Texte du document
###

En 2019, 22 ans après l’interdiction de l’amiante, les victimes de l’amiante n’ont jamais réussi à faire pénalement condamner ni les responsables des entreprises qui ont exposé leurs salariés à l’amiante ni les responsables nationaux qui ont siégé au Comité amiante, structure informelle de lobbying mise en place en 1983 et dans lequel, à côté de représentants des ministères, ont siégé des représentants de l’industrie de l’amiante qui plaidaient « pour un usage maîtrisé » du produit. Rappelons que, depuis 1950, la fibrose est reconnue comme maladie professionnelle et que le lien entre cancer et amiante est établi. En 1976, le Centre international de recherche contre le cancer a classé l’amiante dans les substances cancérigènes. Ce n’est qu’à la suite d’un rapport de l’INSERM que l’amiante a été interdite en France, en 1997, des années après les restrictions imposées dans les autres pays européens. Or les plaintes au pénal n’aboutissent pas parce que le parquet ne les juge pas recevables et refusent, en tout état de cause, de « joindre » les plaintes individuelles levant d’une même entreprise : il considère en effet que, comme il est impossible d’établir avec précision la date de la contamination des salariés, il est impossible de mettre en cause des dirigeants qui ont pour la plupart changé d’affectation pendant la période. C’est ainsi que le 22 novembre 2017, le parquet a demandé un non-lieu général pour les responsables de Sollac-Atlantique (usine de sidérurgie) et, le 18 septembre 2018, pour ceux de Valéo à Condé-sur-Noireau. Les plaignants arguent que d’une part, la contamination ne se fait pas à une date précise mais sur une période d’exposition, d’autre part que, pour être certain que des responsables n’ont pas été en poste sur toute la période incriminée, encore faudrait-il enquêter et donc recevoir les plaintes. Les victimes de Sollac ont, en décembre 2018, obtenu satisfaction puisque la Cour d’appel de Paris a jugé leurs plaintes recevables mais le parquet s’est pourvu en cassation.

###

À faire
A. Dans le texte sur l'amiante, en quelle année la France a-t-elle interdit ce produit ?
B. Poursuivez le texte sur l'amiante et les plaintes des victimes après sa dernière phrase.

Extraits de données
###

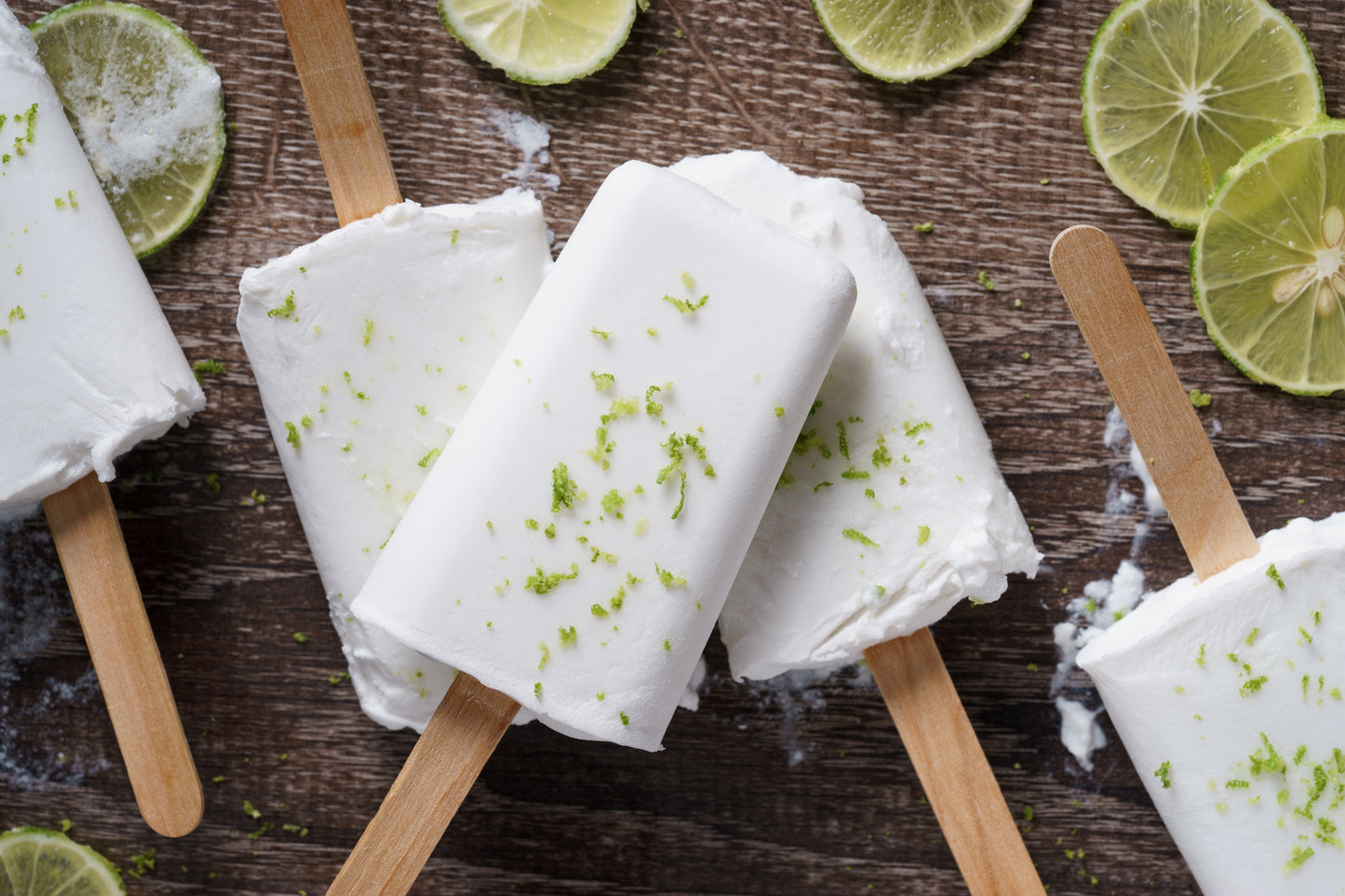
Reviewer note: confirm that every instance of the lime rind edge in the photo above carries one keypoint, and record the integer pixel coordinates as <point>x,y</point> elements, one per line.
<point>1323,124</point>
<point>1109,24</point>
<point>922,75</point>
<point>607,54</point>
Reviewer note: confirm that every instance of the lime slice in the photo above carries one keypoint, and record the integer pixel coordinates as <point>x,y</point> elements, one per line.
<point>147,108</point>
<point>1269,261</point>
<point>912,39</point>
<point>541,41</point>
<point>35,862</point>
<point>1176,90</point>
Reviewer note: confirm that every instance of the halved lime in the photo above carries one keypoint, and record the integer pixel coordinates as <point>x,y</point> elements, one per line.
<point>1177,90</point>
<point>1269,261</point>
<point>541,41</point>
<point>36,862</point>
<point>913,39</point>
<point>147,108</point>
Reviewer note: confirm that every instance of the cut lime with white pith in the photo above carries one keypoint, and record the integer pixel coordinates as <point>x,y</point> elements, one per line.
<point>1175,92</point>
<point>147,108</point>
<point>541,41</point>
<point>1269,261</point>
<point>35,862</point>
<point>913,39</point>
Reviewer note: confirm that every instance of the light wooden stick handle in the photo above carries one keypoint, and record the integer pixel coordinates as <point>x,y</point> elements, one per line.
<point>1157,410</point>
<point>952,767</point>
<point>121,645</point>
<point>460,736</point>
<point>341,106</point>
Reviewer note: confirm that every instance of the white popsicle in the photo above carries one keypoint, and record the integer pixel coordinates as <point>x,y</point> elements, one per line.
<point>89,368</point>
<point>892,507</point>
<point>87,361</point>
<point>1229,697</point>
<point>368,346</point>
<point>576,540</point>
<point>1227,685</point>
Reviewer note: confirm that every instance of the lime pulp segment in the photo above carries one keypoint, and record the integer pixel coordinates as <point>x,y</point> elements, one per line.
<point>913,39</point>
<point>147,108</point>
<point>1175,92</point>
<point>1269,261</point>
<point>35,862</point>
<point>541,41</point>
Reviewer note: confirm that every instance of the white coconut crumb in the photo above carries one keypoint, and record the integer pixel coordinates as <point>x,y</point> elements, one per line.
<point>531,138</point>
<point>132,127</point>
<point>1079,730</point>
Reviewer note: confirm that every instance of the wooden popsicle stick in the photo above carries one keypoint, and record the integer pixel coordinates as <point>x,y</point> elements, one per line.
<point>1149,395</point>
<point>432,784</point>
<point>952,767</point>
<point>126,657</point>
<point>350,139</point>
<point>471,718</point>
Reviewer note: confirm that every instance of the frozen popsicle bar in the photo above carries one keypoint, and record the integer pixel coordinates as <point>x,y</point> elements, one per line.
<point>87,358</point>
<point>1229,696</point>
<point>576,540</point>
<point>892,507</point>
<point>368,346</point>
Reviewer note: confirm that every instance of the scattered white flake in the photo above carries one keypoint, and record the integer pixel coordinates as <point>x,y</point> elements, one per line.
<point>1079,730</point>
<point>531,138</point>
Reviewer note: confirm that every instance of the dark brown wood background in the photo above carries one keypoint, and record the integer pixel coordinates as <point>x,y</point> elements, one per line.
<point>722,810</point>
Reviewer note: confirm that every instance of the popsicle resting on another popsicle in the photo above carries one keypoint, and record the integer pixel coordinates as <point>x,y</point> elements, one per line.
<point>368,346</point>
<point>574,542</point>
<point>892,507</point>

###

Corrigé
A. En 1997, à la suite d'un rapport de l'INSERM.

B.
Quant aux responsabilités des membres du Comité amiante, les plaignants ont sans doute perdu définitivement tout espoir de les voir reconnues : après des rebondissements divers, la Cour de cassation s’est définitivement prononcée en 2015 (pour Condé-sur-Noireau) et en 2018 (pour d’autres sites). Elle ne s’est pas prononcé sur le fond mais a estimé que le jugement blanchissant le Comité (qui indique que, à l’époque, les dangers de l’amiante étaient insuffisamment connus et que, au demeurant, les personnes incriminées n’avaient pas de pouvoir décisionnaire) relevait de l’appréciation souveraine des juridictions qui l’avaient rendu.

Rebondissement en janvier 2019 :  les associations de victimes déposent une citation directe collective devant le Tribunal de grande instance de Paris, ce qui permet de se passer d’instruction si l’on est en mesure de démontrer la culpabilité. Certains juristes pensent que cette action collective aurait dû être mise en œuvre dès l’origine et auraient permis de « contrer » l’action du parquet, défavorable aux poursuites. Ce qui est clair, c’est que, sur le dossier de l’amiante, justice et équité ne font pas bon ménage.